▶ _Texto apresentado_:
No domingo às 5 da manhã acordo e levo meu Peugeot flex para a feira de automóveis do Mineirão. Preciso vendê-lo. O salário não deu pra pagar as contas. Ainda no sol nascendo estaciono na vaga junto com outros carros de meu irmão. Os fregueses chegam depois das 8h. Enquanto isso vou dar uma banda nas proximidades e fotografar. Na placidez da água da lagoa da Pampulha - caminho pela margem procurando um bom ângulo para fotografar a Igreja. Obra de três grandes artistas: Oscar Nyemeier, Candido Portinari e Juscelino Kubistcheck e que tanto deu no que falar logo depois de sua inauguração (ficou anos proscrita pelo bispo mineiro que considerava sua arquitetura agressiva para os princípios católicos). É encantadora sua arquitetura e murais. Em uma posição privilegiada de ver a igreja encontro João Martins, funcionário de uma empresa que produz cimento para construções e é o responsável pelo painel de controle do enchimento dos caminhões betoneiros. Pergunto se é para ver a beleza da igreja. Ele nem sabe de quem é. “Venho aqui pra pescar e espero tirar uma boa tilápia. Vi a televisão que pescaram uma de seis quilos”.Apostava forte com três varas de pescar na espera.
Contei pra ele a origem e a história da igreja e continuei meu caminho.
Na volta, para a minha vaga na feira, rodeio o Estádio Mineirão e fotografo o lado externo. Daqui há 5 anos vai ser palco de alguns jogos da copa do mundo de 2014.

▶ _Material fornecido_:
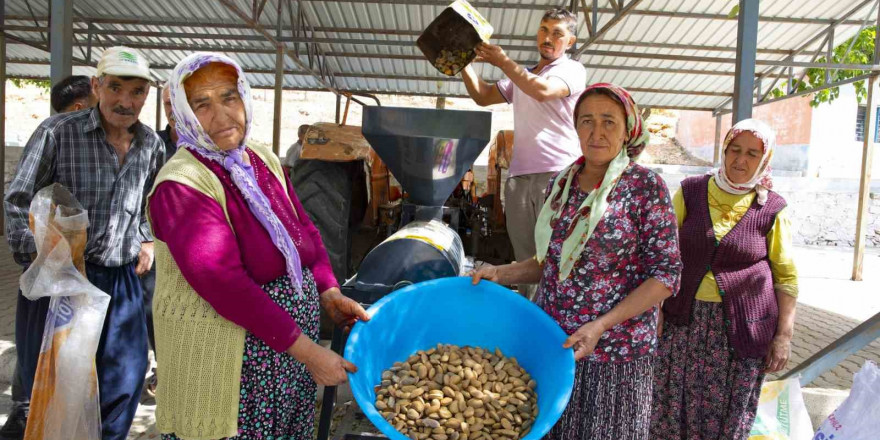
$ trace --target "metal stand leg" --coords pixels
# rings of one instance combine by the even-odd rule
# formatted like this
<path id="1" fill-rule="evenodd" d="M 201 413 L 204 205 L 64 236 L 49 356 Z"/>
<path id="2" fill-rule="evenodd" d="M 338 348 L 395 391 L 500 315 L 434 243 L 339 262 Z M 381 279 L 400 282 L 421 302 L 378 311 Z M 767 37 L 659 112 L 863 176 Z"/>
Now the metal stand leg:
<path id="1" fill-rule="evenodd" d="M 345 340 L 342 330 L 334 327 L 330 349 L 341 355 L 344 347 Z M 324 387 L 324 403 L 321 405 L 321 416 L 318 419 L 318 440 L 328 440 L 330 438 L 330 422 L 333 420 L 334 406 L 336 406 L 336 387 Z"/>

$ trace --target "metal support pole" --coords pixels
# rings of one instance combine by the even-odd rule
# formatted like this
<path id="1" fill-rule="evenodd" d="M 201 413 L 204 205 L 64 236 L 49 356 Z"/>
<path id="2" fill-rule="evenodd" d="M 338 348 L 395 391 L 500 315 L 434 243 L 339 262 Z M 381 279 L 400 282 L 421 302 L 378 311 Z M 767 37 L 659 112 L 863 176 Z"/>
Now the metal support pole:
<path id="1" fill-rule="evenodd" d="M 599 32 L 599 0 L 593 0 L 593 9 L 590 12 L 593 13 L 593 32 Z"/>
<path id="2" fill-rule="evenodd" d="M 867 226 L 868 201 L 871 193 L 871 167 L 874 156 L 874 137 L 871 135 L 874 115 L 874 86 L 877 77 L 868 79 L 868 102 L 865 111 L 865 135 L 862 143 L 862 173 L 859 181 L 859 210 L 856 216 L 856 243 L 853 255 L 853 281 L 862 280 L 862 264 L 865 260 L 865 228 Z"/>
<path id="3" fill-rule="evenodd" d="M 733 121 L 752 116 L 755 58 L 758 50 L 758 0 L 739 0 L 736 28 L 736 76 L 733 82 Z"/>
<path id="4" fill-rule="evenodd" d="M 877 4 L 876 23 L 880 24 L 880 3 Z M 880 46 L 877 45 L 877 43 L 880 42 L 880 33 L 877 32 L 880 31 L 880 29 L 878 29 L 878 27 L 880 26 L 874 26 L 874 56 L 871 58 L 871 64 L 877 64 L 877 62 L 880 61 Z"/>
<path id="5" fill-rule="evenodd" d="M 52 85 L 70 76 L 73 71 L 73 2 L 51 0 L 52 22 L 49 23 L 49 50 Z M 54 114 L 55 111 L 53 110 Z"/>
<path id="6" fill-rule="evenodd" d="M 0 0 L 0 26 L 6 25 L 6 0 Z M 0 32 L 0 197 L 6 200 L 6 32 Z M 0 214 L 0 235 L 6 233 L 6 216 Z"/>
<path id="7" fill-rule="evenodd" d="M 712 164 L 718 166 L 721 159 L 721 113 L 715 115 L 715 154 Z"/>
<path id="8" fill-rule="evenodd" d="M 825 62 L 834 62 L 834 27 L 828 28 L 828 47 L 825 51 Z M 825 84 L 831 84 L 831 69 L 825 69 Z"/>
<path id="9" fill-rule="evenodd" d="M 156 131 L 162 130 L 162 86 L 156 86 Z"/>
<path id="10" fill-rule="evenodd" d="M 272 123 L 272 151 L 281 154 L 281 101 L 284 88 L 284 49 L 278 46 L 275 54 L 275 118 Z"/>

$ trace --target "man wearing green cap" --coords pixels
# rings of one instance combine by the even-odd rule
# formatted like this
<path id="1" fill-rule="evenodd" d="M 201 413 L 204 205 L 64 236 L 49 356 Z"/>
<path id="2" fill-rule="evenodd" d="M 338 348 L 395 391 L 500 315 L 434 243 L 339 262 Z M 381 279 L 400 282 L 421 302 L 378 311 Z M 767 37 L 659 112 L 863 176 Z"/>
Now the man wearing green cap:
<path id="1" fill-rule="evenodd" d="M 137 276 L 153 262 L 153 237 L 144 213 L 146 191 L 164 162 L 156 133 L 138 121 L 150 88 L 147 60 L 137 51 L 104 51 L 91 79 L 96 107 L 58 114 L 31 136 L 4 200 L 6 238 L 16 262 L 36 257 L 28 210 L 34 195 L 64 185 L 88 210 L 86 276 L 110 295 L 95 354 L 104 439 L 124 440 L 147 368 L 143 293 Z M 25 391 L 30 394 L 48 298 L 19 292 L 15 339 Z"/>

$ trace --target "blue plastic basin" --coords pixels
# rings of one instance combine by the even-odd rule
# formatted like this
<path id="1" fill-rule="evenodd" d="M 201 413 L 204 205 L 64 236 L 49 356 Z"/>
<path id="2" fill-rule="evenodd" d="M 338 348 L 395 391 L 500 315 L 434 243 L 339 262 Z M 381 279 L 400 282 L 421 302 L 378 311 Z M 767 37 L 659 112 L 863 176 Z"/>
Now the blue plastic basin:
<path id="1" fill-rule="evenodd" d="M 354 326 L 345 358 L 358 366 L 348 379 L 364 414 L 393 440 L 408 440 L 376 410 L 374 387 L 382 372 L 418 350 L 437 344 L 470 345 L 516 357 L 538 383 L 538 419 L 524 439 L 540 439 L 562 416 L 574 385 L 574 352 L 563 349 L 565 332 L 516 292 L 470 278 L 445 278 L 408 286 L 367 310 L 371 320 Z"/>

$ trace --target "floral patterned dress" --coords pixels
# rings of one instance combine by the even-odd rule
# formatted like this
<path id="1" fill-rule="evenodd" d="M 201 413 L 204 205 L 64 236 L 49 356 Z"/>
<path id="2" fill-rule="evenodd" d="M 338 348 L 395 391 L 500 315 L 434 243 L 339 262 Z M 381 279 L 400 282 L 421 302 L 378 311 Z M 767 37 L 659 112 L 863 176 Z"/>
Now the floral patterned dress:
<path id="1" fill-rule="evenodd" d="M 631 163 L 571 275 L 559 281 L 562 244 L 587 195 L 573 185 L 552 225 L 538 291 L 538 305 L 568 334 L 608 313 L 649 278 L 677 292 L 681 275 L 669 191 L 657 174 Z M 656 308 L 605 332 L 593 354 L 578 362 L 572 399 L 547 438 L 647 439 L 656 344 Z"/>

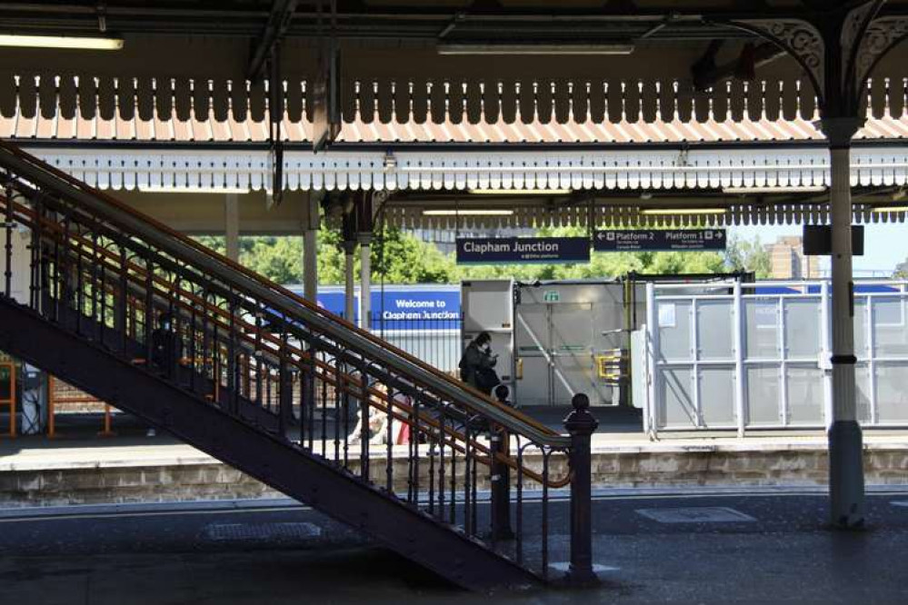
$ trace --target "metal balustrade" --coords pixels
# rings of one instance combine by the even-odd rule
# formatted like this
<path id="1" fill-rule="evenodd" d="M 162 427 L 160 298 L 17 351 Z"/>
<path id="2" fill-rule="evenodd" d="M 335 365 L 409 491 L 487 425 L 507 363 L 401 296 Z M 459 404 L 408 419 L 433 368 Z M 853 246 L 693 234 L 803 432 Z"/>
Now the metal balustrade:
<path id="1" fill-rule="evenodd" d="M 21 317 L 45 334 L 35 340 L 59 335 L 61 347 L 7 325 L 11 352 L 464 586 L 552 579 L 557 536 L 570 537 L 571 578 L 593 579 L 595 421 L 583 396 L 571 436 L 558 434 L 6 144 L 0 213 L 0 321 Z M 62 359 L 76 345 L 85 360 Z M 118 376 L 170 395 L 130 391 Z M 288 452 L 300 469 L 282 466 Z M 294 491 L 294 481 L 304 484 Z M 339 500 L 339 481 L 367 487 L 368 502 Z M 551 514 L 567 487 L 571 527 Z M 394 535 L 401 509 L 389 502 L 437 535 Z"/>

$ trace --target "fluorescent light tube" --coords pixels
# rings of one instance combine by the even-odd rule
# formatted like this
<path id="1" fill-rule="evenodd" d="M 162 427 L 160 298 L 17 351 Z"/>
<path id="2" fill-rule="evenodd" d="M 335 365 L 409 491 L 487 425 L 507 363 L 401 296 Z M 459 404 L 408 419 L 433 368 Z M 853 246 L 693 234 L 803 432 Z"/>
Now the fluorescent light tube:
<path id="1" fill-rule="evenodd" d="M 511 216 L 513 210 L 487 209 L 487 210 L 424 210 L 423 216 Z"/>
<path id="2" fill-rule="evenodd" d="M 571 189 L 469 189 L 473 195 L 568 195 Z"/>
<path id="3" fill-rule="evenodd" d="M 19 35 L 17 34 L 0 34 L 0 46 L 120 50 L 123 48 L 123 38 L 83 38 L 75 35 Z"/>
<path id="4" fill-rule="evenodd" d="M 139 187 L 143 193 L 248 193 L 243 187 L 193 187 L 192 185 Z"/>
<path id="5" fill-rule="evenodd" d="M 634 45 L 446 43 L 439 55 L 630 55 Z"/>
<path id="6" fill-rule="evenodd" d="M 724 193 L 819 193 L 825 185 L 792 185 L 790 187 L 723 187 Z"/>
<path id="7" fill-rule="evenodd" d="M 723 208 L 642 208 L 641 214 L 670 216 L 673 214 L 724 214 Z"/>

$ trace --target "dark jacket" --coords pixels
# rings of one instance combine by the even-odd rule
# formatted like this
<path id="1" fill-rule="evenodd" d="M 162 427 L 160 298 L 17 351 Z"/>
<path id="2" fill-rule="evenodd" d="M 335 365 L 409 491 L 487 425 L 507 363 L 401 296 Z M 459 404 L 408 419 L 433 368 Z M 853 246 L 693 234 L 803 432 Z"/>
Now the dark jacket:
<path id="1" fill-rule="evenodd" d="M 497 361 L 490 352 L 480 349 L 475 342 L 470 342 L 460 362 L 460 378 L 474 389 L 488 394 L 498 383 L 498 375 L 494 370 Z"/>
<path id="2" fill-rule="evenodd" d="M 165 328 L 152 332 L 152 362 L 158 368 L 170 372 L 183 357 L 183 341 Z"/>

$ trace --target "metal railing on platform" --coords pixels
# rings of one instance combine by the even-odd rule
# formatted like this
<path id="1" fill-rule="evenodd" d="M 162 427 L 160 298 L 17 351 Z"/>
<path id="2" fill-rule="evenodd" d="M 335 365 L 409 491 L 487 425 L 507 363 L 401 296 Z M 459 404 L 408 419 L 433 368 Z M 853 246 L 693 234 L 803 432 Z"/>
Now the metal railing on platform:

▶ _O pedido_:
Condense o relato em exatamente duas frases. As linhas formam um material à parte, separado do relato.

▶ _Resultado do exercício_:
Numa manhã de domingo, o Peugeot é levado à feira de automóveis do Mineirão para ser vendido, porque o salário não deu para pagar as contas, e, antes da chegada dos fregueses, há uma caminhada pela margem da lagoa da Pampulha para fotografar a igreja. Ali aparece João Martins, que veio pescar tilápia sem saber de quem é a igreja e ouve sua origem e história, e na volta à feira o lado externo do Mineirão, futuro palco de jogos da Copa de 2014, é fotografado.